[Referring expression pointing data]

+===+

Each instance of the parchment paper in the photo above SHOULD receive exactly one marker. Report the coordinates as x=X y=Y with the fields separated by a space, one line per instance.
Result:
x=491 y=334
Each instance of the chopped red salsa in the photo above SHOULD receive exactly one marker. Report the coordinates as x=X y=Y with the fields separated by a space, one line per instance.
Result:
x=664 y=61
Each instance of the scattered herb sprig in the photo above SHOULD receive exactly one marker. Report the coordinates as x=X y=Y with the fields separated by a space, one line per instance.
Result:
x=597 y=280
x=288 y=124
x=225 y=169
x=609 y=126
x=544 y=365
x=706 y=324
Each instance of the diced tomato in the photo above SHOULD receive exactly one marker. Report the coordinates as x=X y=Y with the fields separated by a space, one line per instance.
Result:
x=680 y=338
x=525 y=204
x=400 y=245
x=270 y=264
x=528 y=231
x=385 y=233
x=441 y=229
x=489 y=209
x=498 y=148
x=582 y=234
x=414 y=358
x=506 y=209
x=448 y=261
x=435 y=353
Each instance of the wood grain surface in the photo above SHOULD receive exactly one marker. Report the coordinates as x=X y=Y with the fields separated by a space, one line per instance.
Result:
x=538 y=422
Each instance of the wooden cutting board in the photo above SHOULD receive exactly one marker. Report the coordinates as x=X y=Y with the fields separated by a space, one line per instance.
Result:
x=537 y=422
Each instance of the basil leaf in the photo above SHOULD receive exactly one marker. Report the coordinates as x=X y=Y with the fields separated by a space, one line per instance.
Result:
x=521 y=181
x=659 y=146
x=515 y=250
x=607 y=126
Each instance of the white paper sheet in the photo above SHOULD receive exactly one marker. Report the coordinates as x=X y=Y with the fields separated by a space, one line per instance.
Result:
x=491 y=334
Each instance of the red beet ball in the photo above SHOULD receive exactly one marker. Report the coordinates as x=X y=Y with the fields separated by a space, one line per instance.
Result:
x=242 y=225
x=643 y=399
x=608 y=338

+===+

Please print the lines from the start of the records up to and including the line with "Each instance of the chopped", copying each one exactly and leaving out the rest.

Each instance of the parchment paper in the photo above SHOULD receive exactly one marker. Report the coordinates as x=X y=Y with the fields separated by a space, one line per instance.
Result:
x=491 y=334
Each instance of the chopped red salsa in the photo above SHOULD receive exactly one marker. Report the coordinates as x=X y=Y with the fields separated by a space, one line per instance.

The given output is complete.